Write the next part of the email thread titled "Pynchon & The Death of Truth," picking up right after its final line.

START Excerpted text

Pynchon & The Death of Truth.

Mark Thibodeau jerkyleboeuf at gmail.com
Tue Aug 7 11:30:44 CDT 2018


Just to be clear, are you saying that you prefer the witticisms of the
character Larry, from Eugene O'Neill's play The Iceman Cometh, over
Nietzsche's aphorisms in Beyond Good and Evil? Because there would
definitely be some significant qualitative differences that would come
into play in comparing the two, would there not?

J.

On Tue, Aug 7, 2018 at 10:21 AM, rich <richard.romeo at gmail.com> wrote:
> I prefer Eugene O'Neil's burned out anarchist, Larry, in Iceman
>
> 'And I took a seat in the grandstand of philosophical detachment to fall
> asleep observing the cannibals do their death dance.'
>
> Rich
>
> On Mon, Aug 6, 2018 at 6:31 PM, gary webb <gwebb8686 at gmail.com> wrote:
>
>> Sadly, I spent Sunday sitting by the pool, reading Beyond Good & Evil. I
>> read some passages in Neitzsche's fantastic ramblings which provided an
>> excellent analogy to every partisan fighting over which version of a
>> seemingly bifurcated reality they live on:
>>
>> "The martyrdom of the philosopher, his "sacrifice for the sake of truth,"

END Excerpted text
START Source material

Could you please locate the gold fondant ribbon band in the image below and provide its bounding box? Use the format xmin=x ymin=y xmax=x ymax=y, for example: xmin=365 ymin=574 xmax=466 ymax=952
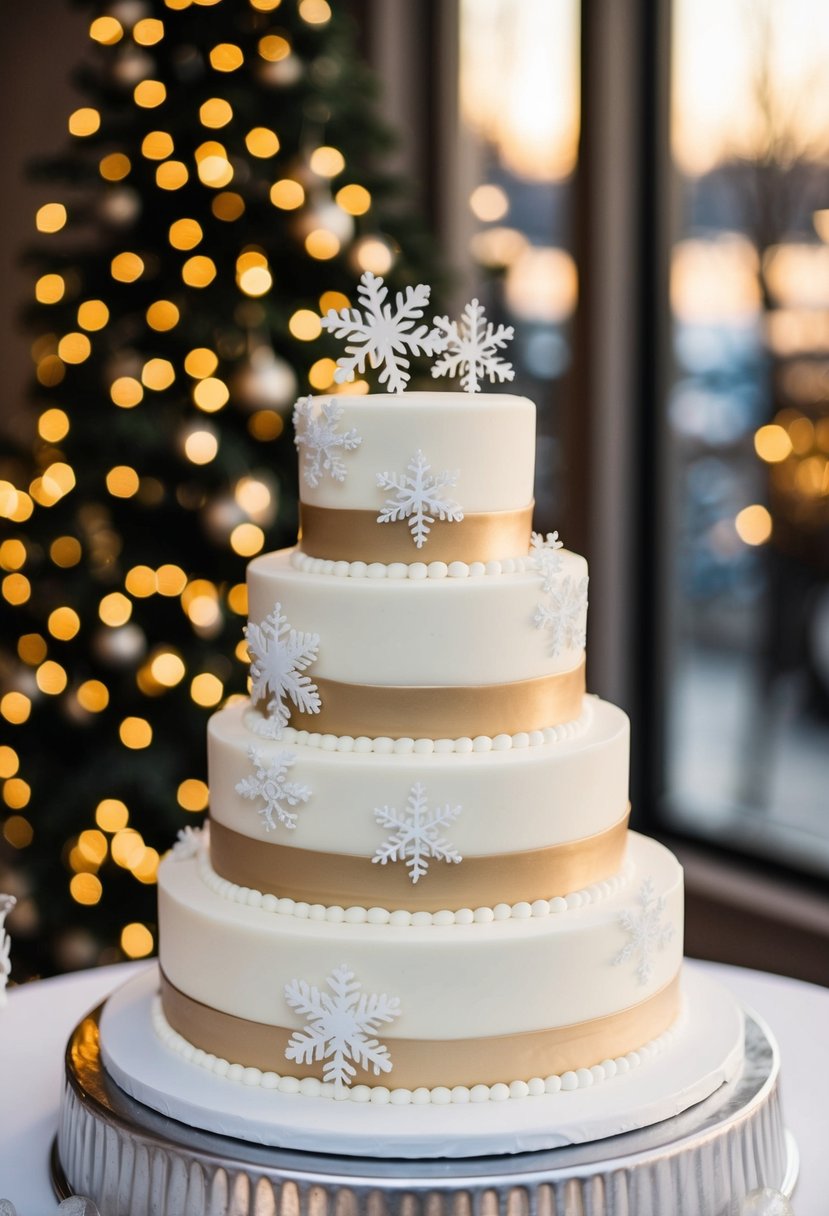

END Source material

| Task response |
>> forces into the light whatever of the agitator and actor lurks in him; and
>> if one has so far contemplated him (her) only with artistic curiosity, with
>> regard to many a philosopher it is easy to understand the dangerous desire
>> to see him also in his degeneration (degenerated into a "martyr," into a
>> stage - and platform-bawler). Only, that it is necessary with such a desire
>> to be clear what spectacle one will see in any case- merely a satyr play,
>> merely an epilogue farce, merely the continued proof that the long, real
>> tragedy is at an end, assuming that every philosophy was in its genesis a
>> long tragedy. (pg. 37, Translated by Walter Kaufmann)"
>>
>>
>>
>> On Sun, Aug 5, 2018 at 8:26 AM Mark Kohut <mark.kohut at gmail.com> wrote:
>>
>> > In Michiko Kakutani's new book---entitled what appears after the "&"--
>> > Pynchon is one of the few writers quoted---many writers of fiction
>> > name-checked and alluded to though . She quotes
>> > the words from Gravity's Rainbow about how "religious--comforting"
>> paranoia
>> > can be and---"there is
>> > still also anti-paranoia, where nothing is connected to anything---a
>> > condition not many of us can bear for long."
>> >
>> > A Pynchon fave, John Le Carre, supplies a chapter epigraph: "Without
>> clear
>> > language, there is no standard of truth."
>> > Orwell throughout this chapter.
>> >
>> > And, she quotes Roth [American Pastoral] as defining anew--like an
>> > artist--Hofstadter's "paranoid style in America":
>> > "this counternarrative Roth entitled "the indigenous American berserk"."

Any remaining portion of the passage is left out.